## [REQUIRED ACTIONS]
**a)** List every dollar amount written with a dollar sign in the article on the Improve Our Tulsa sales tax package, in the order they appear.
**b)** In the article on the Improve Our Tulsa sales tax package, repeat the passage from "Lakin says he's" to "to be reevaluated." word for word.

Friday, July 28th 2023, 5:46 pm
In less than two weeks, voters in Tulsa will decide whether to approve the $814 million Improve Our Tulsa sales tax package.
If passed, nearly $100 million will go toward previously-approved street projects that have gone over budget because of inflation.
On Sheridan between 31st and 41st Street, voters approved a project to fix the road, but the expected cost of that project has gone from $1.5 million to over $2 million.
Money from the bond package passed in 2019 was supposed to be enough to improve this road, but District 8 City Councilor Phil Lakin says inflation raised the cost by 34 percent.
"Asphalt costs have gone up from about $2.50 per unit to seven bucks per unit, concrete costs and other materials and labor have increased as well," says Lakin.
He says they usually build in a certain amount for unexpected costs, but situations like the Covid-19 pandemic were never expected.
"Unfortunately with these higher inflation periods, we have to go out and raise the money in order to complete the projects as promised," says Lakin.
Some citizens voiced concerns about whether this bond project will deliver on its promise to fund these projects, but Lakin says setting aside $93 million in the new package was the only way to get it done.
"Luckily we had this bind package coming up so we're able to insert this inflation adjuster into this bond package so that we could complete the projects that were in Improve Our Tulsa completely," says Lakin.
Lakin says he's confident this bond will pass on August 8th, because Tulsans have shown in the past that they value investing in the city's infrastructure.
"These are all asphalt projects that are mill, patch, and overlay rehabilitation projects so taking probably an inadequate street, maybe a poor street in some places, and making it nearly brand new," he says.
If the bond fails to pass, Lakin says some projects would have to be reevaluated.

## [GIVEN ENTRIES]
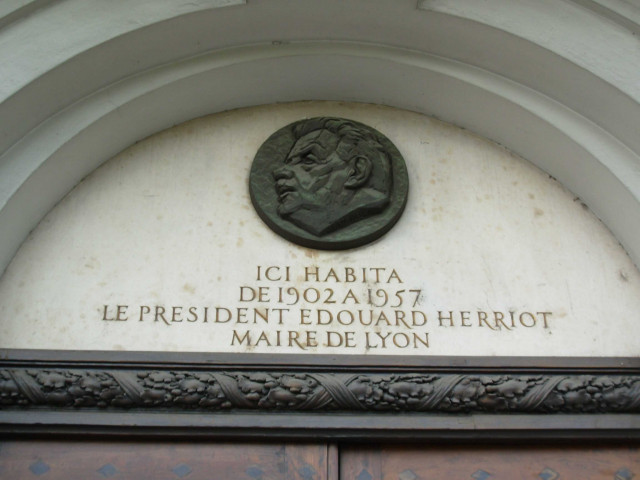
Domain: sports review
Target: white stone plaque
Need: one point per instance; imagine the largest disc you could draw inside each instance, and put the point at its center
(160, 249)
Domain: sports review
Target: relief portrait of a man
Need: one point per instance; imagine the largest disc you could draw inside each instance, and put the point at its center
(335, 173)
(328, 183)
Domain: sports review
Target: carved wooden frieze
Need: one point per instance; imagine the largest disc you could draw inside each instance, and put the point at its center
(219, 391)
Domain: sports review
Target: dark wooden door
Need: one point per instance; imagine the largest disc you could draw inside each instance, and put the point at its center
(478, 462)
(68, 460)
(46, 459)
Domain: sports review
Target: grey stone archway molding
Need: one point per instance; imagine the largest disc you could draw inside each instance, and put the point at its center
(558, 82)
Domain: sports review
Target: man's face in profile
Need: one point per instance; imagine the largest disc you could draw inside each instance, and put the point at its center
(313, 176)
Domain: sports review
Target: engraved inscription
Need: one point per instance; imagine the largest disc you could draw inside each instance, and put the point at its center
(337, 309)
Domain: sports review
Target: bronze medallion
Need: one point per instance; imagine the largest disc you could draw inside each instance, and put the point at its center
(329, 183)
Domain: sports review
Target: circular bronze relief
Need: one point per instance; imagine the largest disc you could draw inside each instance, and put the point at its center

## [ANSWERS TO THE EXERCISE]
**a)**
$814 million
$100 million
$1.5 million
$2 million
$2.50
$93 million

**b)**
Lakin says he's confident this bond will pass on August 8th, because Tulsans have shown in the past that they value investing in the city's infrastructure.
"These are all asphalt projects that are mill, patch, and overlay rehabilitation projects so taking probably an inadequate street, maybe a poor street in some places, and making it nearly brand new," he says.
If the bond fails to pass, Lakin says some projects would have to be reevaluated.